* start Article *

# Seahawks @ Panthers 1PM Sunday Oct 7



## Diable (Apr 26, 2005)

This might not be a desperation game for us, but it is close enough for Rock and Roll. We win we're a game under 500 and we're still facing a really tough schedule. If we lose it's 1-4 and we're facing a really tough schedule. It'll be interesting to see how many State fans show up and cheer for the opposing QB.


----------



## Mr. Hobbes (Jul 1, 2005)

Don't mean to sound cocky, but Seattle's gonna whup your ass. The Panther's super expensive RB platoon is struggling.

I'm sure you read the article at Grantland about the Panthers' woes. That was the most critically comprehensive piece I've ever read about anything sports related. Makes me feel better that Seattle management isn't like that.

On a positive note, I'll be looking forward to watching Mr. Newton.


----------



## Diable (Apr 26, 2005)

This is a really depressing performance. Our line play continues to be abysmal and this team can not tackle to save it's life. Still had a chance to win this game if Cam hits that 4th down pass....Now he coughs it up.


----------



## Mr. Hobbes (Jul 1, 2005)

Yeah it got pretty ugly for both sides at times. Seattle managed to snap out of it, but Carolina kept going.

Browner's 3rd down stop was incredible. Just denying that TD. He also got that FF by blowing up the option run. This is the best game I've seen from him, and I hope he gets a Pro Bowl spot.

Hated Carolina's play call at the goal line. You have the most expensive RBs in the league, and you run PA? Sure, Williams had a terrible game and Stewart didn't factor--but if they can't convert here why did they sign them? If the game is on the line, you give the ball to your best player. SMH at that call.

Wilson's 20 step dropbacks were ugly, but not as ugly as the Panthers' inability to tackle him. They looked like a college defense.

On a positive note, that Kuechly guy can play.


----------



## ATLien (Jun 18, 2002)

Good lord, 10 rushing attempts for the most overpaid RB tandem in the NFL?


----------



## Mr. Hobbes (Jul 1, 2005)

Newton is the leading rusher for Carolina right now, after month into the season. SMH like crazy.

Watched the replay of his 4th down pass last game--straight to the foot of his TE. He looked like JaMarcus Russell on that play. For his sake, I hope that was the worst pass he'll ever throw.


----------



## Kaas (Apr 8, 2003)

* end Article *

Please resume the Seahawks–Panthers game thread from the point it stops.

* start Data excerpts *

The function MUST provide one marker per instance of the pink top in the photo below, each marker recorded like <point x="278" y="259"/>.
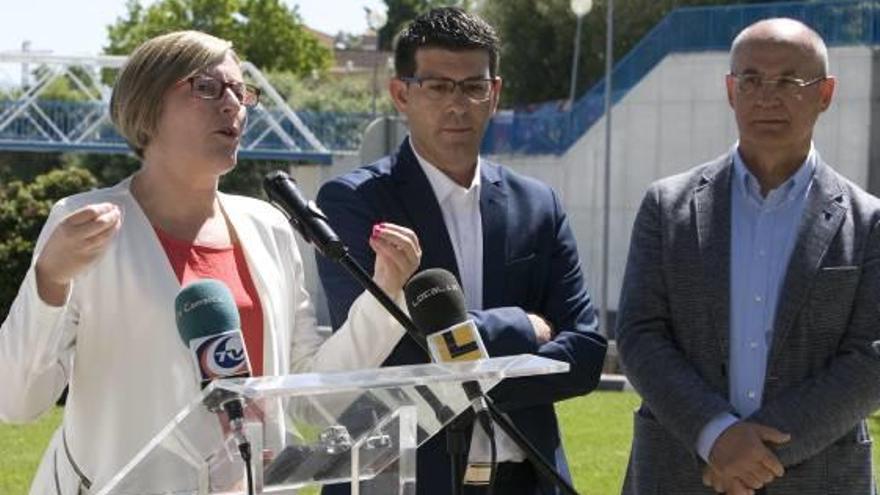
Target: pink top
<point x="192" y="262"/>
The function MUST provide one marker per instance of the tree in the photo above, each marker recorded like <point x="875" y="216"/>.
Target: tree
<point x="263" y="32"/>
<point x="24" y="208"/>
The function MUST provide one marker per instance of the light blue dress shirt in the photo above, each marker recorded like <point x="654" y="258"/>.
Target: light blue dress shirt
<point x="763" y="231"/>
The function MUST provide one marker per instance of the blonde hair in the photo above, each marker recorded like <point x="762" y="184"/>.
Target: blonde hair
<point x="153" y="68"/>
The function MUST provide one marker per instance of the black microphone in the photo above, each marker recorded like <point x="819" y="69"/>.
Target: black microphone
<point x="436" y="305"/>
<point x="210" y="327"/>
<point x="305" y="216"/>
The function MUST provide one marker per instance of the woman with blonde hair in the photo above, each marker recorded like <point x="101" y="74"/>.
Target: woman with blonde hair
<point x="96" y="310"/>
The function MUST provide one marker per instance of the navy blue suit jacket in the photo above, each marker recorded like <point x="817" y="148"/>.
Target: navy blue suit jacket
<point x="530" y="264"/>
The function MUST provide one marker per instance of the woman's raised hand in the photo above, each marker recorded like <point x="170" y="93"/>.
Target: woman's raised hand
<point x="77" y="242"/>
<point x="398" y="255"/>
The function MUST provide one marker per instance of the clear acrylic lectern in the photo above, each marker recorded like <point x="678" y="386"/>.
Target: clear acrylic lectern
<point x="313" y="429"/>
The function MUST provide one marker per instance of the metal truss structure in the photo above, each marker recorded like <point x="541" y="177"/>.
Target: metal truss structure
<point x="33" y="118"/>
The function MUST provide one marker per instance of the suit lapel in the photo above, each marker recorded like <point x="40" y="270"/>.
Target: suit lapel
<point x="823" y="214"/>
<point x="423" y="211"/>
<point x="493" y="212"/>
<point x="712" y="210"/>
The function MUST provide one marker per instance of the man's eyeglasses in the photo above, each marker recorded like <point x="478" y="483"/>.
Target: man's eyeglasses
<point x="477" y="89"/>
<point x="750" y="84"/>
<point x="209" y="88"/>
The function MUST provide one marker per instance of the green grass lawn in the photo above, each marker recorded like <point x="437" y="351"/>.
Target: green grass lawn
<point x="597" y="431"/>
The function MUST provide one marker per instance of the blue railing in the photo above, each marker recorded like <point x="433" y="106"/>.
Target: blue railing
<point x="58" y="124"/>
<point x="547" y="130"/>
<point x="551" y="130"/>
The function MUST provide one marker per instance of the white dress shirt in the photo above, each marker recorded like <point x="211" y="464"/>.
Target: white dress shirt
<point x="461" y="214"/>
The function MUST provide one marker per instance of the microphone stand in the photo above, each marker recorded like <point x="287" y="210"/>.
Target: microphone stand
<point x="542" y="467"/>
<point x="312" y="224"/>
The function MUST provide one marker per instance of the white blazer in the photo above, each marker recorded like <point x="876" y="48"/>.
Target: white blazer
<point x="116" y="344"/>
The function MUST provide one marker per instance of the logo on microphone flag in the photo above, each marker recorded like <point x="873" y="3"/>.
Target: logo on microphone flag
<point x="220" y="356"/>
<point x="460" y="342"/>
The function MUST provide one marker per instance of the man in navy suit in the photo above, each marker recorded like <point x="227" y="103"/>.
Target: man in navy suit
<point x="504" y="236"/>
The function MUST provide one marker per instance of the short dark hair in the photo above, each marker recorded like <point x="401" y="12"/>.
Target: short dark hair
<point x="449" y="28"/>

* end Data excerpts *

# [Result for this exercise]
I am probably alone on this, but I actually believe in the talent on this team. I like it a lot. The offense has many skilled players, the defense is much improved from last year, and it goes without saying that the same is true for special teams. The only area where we're fielding someone well below average as a starter is Free Safety. Both DT spots and both OG spots could be better, but they're good enough--everyone else is average or better (Beason has been awful too, but we know what he's capable of...let's hope it's just a 1 year thing as he recovers from the injury)..

So, why have we been so awful this year? Simply the coaching. Rivera, Chud, and McDermott ****ed up this season royally and have been terrible with their gameplans. McDermott playing cushions on teams that are willing to take yards from dinking and dunking. Chud spent the entire training camp turning us into a gimmick offense, instead of a traditional offense w/ a few gadget plays. We're already ****ed because the gameplan is a sinking ship and it's too late to change a team's philosophy. We were promised more of the same from the offense as last year and a blitz/pressure oriented defense and we're doing the exact opposite of both of those things. Rivera is of course at fault for okaying these terrible decisions. We haven't regressed talent wise, but we've regressed as a team so much it's pathetic. We might be able to finish 5-11 or 6-10, but I'm not counting on it. We're getting a high pick; hopefully one we can spend on an elite DT or S. And frankly, I'd fire the entire coaching staff (and Hurney) if 6 wins is the best we do.


----------



## Mr. Hobbes (Jul 1, 2005)

Rivera is horrible. He was interviewed for about 8 coaching jobs before he got this one, and we're seeing why. He's going to **** up Newton's development. Sadly, so will the instability he'll bring by being fired. It's a no win situation.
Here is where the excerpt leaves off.